**Goal of the exercise**
Reproduce the entries below in full, word for word.

**Supplied entries**

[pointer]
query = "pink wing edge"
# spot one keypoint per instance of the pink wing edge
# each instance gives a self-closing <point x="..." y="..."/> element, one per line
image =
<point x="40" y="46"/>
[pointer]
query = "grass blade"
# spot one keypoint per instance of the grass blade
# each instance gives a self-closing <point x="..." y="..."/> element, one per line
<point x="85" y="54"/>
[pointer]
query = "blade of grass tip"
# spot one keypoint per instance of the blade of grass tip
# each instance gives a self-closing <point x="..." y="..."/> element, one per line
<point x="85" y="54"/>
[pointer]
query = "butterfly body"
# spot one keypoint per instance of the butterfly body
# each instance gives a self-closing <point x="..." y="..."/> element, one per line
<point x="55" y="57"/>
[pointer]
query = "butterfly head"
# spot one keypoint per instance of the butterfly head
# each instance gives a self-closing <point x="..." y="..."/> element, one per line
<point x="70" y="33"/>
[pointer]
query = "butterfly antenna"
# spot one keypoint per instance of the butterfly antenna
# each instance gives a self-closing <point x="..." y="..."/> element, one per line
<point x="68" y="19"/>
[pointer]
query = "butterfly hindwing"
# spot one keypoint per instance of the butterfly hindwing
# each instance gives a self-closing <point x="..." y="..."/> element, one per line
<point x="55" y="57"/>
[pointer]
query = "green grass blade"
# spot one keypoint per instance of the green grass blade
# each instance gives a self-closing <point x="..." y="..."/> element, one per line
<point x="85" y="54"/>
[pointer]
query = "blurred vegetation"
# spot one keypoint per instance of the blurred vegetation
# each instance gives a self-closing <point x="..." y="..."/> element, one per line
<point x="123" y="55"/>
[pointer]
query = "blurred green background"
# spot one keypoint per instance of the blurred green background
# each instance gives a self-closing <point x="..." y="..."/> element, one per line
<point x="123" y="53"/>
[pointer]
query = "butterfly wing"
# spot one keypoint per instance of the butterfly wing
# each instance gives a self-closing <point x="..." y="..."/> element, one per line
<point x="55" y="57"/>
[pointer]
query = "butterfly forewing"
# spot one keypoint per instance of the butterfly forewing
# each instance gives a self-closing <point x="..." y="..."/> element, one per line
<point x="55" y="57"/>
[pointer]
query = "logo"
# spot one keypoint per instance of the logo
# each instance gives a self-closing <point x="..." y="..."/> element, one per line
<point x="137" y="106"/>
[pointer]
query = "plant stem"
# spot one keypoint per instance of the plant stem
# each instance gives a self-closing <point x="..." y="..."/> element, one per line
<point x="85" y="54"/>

**Written answer**
[pointer]
query = "pink wing edge"
# spot one keypoint per instance of the pink wing edge
# each instance gives a self-closing <point x="..." y="..."/> element, one per line
image =
<point x="40" y="46"/>
[pointer]
query = "grass blade"
# spot one keypoint per instance of the grass blade
# each instance gives a self-closing <point x="..." y="..."/> element, one per line
<point x="85" y="54"/>
[pointer]
query = "blade of grass tip"
# spot one keypoint per instance of the blade of grass tip
# each instance gives a self-closing <point x="..." y="..."/> element, one per line
<point x="85" y="54"/>
[pointer]
query = "butterfly body"
# spot one keypoint per instance of the butterfly body
# each instance gives a self-closing <point x="..." y="..."/> element, one per line
<point x="55" y="57"/>
[pointer]
query = "butterfly head"
# spot one keypoint per instance of the butterfly head
# each instance gives a self-closing <point x="..." y="..."/> element, one per line
<point x="70" y="33"/>
[pointer]
query = "butterfly antenna"
# spot one keypoint per instance of the butterfly antenna
# each instance gives a self-closing <point x="..." y="..."/> element, one per line
<point x="68" y="19"/>
[pointer]
query = "butterfly hindwing"
# spot one keypoint per instance of the butterfly hindwing
# each instance gives a self-closing <point x="..." y="..."/> element, one per line
<point x="55" y="57"/>
[pointer]
query = "green grass blade"
# spot one keypoint per instance of the green grass blade
# each instance gives a self-closing <point x="..." y="..."/> element, one per line
<point x="85" y="54"/>
[pointer]
query = "blurred vegetation"
# spot one keypoint per instance of the blurred vegetation
# each instance gives a self-closing <point x="..." y="..."/> element, one per line
<point x="123" y="55"/>
[pointer]
query = "blurred green background"
# spot one keypoint per instance of the blurred green background
# each instance gives a self-closing <point x="..." y="..."/> element, one per line
<point x="123" y="53"/>
[pointer]
query = "butterfly wing"
# spot one keypoint per instance of the butterfly wing
# each instance gives a self-closing <point x="..." y="..."/> element, one per line
<point x="55" y="57"/>
[pointer]
query = "butterfly forewing"
# spot one keypoint per instance of the butterfly forewing
# each instance gives a self-closing <point x="..." y="..."/> element, one per line
<point x="55" y="57"/>
[pointer]
query = "logo"
# spot one keypoint per instance of the logo
# each instance gives a self-closing <point x="..." y="..."/> element, one per line
<point x="137" y="106"/>
[pointer]
query = "plant stem"
# spot one keypoint per instance of the plant stem
# each instance gives a self-closing <point x="..." y="..."/> element, one per line
<point x="85" y="54"/>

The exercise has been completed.